- INSTRUCCIONES
Indique si cada afirmación coincide con el texto de lectura; conteste sí o no y cite literalmente las palabras del texto que lo deciden. 1. El hombre tiene setenta y cinco años. 2. La conversación ocurre en la terraza del bar Colombo. 3. El hombre ya ha bebido de su jarra de cerveza.

«Los catalanes sois un pueblo de mansos»
Las palabras no fueron pronunciadas, sino escupidas, me las escupió en la cara un hombre que parecía que ya le había pedido la cuenta en la vida, como aquél que ha consumido todo lo que el alma es capaz de digerir. Setenta y cinco años de edad, metro ochenta de altura, ochenta kilos de peso, melena corta, canosa, de ese color blanco azulado que el mar con los años se ha encargado de teñir en una cabeza cubierta con la clásica chapela de cuarenta centímetros de diámetro, que distingue a los tipos del norte del resto de la humanidad.
Esa sentencia provocó en mí una reacción de defensa y ataque contra lo que hasta entonces había considerado un amigo. Pero me quedé clavado en la silla sin poder reaccionar cuando leí en sus ojos que esa afirmación le había causado más dolor a él que a mí.
Sentados en la terraza del bar Colombo en el Port Vell de la Barceloneta, –uno de los pocos bares donde aún te atienden sin necesidad de ser turista– observo al hombre que estoy seguro de que contemplo por ultima vez. Sostiene su jarra de cerveza, aún no le ha dado el primer sorbo, quiere que el momento se alargue para seguramente poderlo recordar en su retiro de Santurce , donde con toda seguridad debe volver en una última “singladura” .
– Me vuelvo a Euskadi. Cincuenta años en Barcelona, dos hijas catalanas, y aquí una esposa incinerada. Me voy sin nada, solo sus cenizas que esparciré en aquella ría donde nos conocimos, y donde pienso que tenemos que reencontrarnos.

- CONJUNTO DE DATOS
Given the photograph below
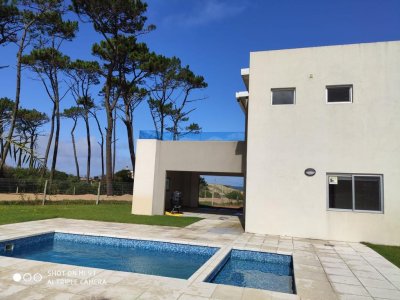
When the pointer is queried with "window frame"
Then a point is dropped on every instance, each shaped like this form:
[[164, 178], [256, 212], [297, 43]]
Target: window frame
[[350, 86], [283, 89], [352, 175]]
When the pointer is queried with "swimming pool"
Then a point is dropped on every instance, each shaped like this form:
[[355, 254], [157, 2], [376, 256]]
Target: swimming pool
[[129, 255], [260, 270]]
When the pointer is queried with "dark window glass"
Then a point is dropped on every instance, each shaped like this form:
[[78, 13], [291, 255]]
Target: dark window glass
[[340, 192], [339, 94], [282, 96], [367, 193]]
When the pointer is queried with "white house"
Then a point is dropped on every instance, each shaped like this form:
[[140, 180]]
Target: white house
[[321, 157]]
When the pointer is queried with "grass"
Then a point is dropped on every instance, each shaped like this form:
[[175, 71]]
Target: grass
[[391, 253], [108, 212]]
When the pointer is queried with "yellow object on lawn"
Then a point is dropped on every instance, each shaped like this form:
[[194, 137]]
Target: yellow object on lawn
[[167, 213]]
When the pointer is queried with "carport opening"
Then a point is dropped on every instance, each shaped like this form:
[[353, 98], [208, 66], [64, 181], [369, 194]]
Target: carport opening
[[212, 192], [221, 192]]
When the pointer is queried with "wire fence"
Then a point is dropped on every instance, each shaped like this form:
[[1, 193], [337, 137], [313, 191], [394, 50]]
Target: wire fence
[[24, 189]]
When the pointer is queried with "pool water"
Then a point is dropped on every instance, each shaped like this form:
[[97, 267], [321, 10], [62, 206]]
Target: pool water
[[138, 256], [258, 270]]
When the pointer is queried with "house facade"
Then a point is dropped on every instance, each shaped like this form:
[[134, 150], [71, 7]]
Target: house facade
[[321, 156], [333, 111]]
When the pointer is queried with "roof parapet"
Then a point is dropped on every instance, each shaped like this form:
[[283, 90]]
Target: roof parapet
[[243, 99], [245, 72]]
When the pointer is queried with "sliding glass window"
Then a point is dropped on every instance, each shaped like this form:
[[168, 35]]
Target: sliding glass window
[[355, 192]]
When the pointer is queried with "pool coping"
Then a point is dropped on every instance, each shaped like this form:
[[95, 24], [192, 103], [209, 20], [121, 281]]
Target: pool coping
[[198, 277], [323, 269]]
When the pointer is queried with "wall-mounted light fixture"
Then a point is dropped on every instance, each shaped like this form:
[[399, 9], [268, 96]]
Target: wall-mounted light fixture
[[309, 172]]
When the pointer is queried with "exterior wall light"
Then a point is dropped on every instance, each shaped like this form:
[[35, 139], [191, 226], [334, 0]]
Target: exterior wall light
[[310, 172]]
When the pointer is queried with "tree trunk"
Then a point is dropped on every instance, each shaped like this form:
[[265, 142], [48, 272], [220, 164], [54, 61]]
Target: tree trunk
[[31, 146], [1, 140], [129, 130], [56, 139], [74, 147], [49, 142], [89, 146], [109, 135], [19, 163], [17, 99], [114, 140], [101, 145]]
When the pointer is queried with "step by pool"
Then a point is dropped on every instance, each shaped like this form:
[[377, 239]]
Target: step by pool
[[129, 255], [260, 270]]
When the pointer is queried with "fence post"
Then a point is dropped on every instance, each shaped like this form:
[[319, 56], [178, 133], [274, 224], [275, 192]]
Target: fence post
[[98, 193], [44, 192]]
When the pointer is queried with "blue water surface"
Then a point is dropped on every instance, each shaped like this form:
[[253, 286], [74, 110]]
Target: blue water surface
[[260, 270], [138, 256]]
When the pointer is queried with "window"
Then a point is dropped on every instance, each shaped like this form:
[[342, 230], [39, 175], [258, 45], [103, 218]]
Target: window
[[339, 93], [355, 192], [283, 96]]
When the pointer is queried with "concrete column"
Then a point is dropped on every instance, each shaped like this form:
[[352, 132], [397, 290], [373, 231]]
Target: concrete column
[[146, 178]]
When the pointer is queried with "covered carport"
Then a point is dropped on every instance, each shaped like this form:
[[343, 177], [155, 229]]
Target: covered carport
[[165, 166]]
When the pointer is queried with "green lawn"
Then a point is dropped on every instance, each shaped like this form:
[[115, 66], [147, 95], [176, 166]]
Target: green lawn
[[108, 212], [391, 253]]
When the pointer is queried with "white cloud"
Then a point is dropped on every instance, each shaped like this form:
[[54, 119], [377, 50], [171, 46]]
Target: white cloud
[[65, 156], [205, 12]]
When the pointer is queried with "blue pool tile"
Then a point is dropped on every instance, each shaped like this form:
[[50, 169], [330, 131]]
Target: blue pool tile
[[138, 256], [260, 270]]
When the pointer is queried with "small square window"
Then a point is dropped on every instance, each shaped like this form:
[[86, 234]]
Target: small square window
[[339, 93], [283, 96]]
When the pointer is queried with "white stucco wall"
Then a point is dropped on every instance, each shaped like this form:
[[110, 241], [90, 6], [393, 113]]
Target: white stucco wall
[[154, 158], [358, 137]]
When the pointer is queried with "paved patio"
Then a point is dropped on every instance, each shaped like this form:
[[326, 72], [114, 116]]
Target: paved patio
[[323, 269]]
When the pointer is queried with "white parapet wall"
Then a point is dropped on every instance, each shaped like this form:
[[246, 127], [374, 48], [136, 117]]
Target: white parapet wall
[[154, 158]]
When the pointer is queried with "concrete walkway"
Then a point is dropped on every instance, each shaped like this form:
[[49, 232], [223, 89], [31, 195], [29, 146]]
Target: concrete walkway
[[323, 269]]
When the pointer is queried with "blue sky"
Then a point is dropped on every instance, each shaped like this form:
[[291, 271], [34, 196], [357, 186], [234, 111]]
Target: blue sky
[[215, 37]]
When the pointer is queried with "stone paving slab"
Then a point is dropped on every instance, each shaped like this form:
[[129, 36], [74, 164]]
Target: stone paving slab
[[322, 269]]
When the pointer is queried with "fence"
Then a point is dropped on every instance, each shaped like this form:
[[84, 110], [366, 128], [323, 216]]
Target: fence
[[23, 189], [201, 136]]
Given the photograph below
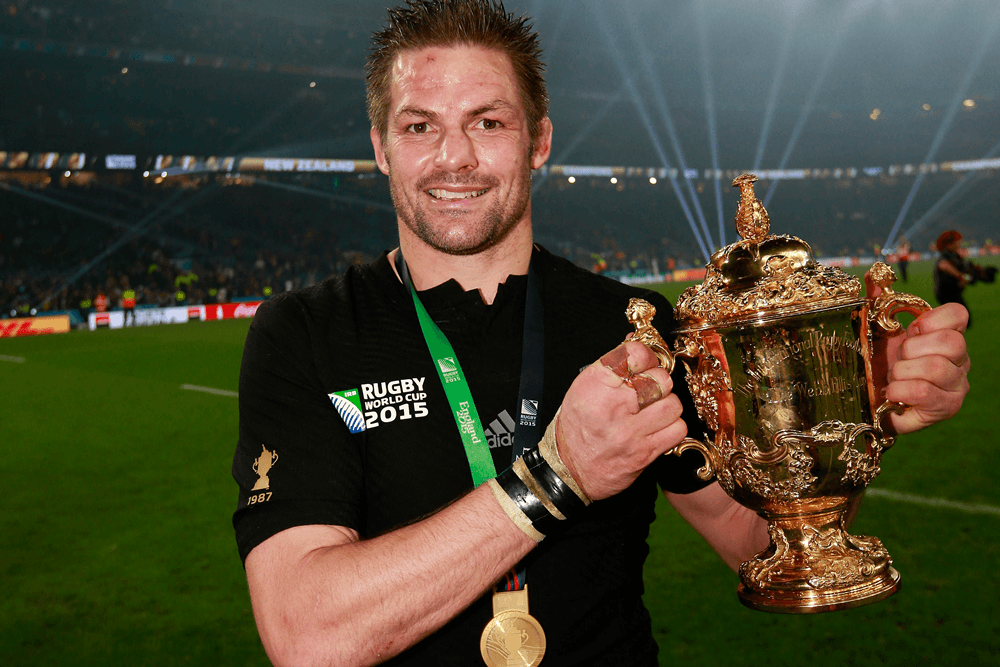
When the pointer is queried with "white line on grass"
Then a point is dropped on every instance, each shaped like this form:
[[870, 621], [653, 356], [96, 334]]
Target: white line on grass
[[209, 390], [935, 502]]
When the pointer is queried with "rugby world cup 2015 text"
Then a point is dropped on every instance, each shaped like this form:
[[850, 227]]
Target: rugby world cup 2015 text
[[385, 402]]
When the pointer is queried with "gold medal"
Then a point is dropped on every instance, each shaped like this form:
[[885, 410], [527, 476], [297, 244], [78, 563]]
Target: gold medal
[[513, 638]]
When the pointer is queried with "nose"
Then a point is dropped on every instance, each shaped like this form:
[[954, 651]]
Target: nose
[[456, 151]]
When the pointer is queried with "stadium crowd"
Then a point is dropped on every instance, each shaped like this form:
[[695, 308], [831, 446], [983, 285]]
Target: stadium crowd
[[62, 245]]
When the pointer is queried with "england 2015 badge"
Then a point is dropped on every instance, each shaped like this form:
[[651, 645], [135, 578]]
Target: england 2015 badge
[[529, 412], [348, 404]]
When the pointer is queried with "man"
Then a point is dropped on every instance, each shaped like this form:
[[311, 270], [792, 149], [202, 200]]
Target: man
[[367, 542]]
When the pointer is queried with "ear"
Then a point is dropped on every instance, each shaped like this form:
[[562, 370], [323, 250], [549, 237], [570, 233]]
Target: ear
[[380, 159], [543, 144]]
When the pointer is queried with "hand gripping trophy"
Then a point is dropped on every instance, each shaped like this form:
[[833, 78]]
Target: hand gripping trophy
[[783, 362]]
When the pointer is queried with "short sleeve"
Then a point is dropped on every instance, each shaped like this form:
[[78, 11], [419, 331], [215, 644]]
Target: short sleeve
[[296, 463]]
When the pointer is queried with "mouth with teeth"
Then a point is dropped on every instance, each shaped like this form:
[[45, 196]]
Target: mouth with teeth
[[448, 195]]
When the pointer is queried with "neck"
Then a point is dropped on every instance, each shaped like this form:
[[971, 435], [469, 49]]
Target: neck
[[484, 271]]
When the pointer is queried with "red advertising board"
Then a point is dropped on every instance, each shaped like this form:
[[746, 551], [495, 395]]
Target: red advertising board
[[230, 311], [34, 326]]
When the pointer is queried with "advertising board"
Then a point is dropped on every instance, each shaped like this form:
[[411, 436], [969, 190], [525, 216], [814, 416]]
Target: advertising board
[[34, 326]]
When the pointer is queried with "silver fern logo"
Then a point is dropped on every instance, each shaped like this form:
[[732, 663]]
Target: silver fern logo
[[348, 405]]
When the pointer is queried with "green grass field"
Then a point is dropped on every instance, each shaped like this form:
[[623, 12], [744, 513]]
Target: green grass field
[[116, 545]]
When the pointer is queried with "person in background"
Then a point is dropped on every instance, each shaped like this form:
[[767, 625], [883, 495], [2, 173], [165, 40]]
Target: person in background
[[903, 250]]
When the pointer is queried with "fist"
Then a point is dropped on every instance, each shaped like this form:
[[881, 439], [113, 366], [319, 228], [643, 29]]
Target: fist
[[618, 416]]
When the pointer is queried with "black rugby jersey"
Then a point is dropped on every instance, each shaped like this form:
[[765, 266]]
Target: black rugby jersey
[[342, 408]]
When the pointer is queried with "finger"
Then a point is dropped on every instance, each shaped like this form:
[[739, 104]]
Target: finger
[[952, 316], [935, 369], [656, 417], [650, 386], [617, 362], [628, 359], [947, 343], [928, 402], [647, 389]]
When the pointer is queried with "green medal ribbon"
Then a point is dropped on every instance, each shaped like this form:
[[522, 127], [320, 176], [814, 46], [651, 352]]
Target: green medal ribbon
[[456, 388]]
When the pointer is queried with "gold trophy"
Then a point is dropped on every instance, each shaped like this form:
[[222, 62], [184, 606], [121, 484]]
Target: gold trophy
[[786, 364]]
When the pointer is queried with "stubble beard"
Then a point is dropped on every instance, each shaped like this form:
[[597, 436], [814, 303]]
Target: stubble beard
[[497, 221]]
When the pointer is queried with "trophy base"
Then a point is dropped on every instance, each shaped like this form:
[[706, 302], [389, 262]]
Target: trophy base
[[818, 601]]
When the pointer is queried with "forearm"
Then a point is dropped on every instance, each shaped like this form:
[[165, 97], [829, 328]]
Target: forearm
[[737, 533], [361, 602]]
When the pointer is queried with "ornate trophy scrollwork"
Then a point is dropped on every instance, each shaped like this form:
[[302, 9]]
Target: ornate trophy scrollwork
[[780, 360]]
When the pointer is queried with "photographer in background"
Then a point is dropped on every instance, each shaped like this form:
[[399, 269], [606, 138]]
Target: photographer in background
[[952, 272]]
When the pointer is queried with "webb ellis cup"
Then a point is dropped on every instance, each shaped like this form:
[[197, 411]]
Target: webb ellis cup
[[786, 364]]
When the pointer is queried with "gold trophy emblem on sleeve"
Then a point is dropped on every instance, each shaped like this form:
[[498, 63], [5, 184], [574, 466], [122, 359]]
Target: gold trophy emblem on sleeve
[[780, 358]]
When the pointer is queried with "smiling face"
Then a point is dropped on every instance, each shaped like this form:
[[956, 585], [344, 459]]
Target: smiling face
[[458, 151]]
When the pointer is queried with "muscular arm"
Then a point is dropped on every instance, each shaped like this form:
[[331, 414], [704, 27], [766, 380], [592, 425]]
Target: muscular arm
[[322, 597]]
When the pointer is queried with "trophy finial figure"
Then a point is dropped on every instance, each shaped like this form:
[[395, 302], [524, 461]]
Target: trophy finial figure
[[752, 221]]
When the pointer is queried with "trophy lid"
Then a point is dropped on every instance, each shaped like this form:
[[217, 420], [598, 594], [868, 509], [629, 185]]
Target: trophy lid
[[762, 276]]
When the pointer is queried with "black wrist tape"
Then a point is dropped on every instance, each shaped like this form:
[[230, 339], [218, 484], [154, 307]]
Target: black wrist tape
[[530, 504], [563, 497]]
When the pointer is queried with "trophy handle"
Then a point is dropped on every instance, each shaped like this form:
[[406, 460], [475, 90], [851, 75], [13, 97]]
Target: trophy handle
[[882, 316], [640, 314], [707, 471]]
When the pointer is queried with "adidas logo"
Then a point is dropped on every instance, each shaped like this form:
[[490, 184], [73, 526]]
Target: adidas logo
[[500, 432]]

- TAREA RESUELTA
1. Sí: «Setenta y cinco años de edad».
2. Sí: «Sentados en la terraza del bar Colombo en el Port Vell de la Barceloneta».
3. No: «aún no le ha dado el primer sorbo».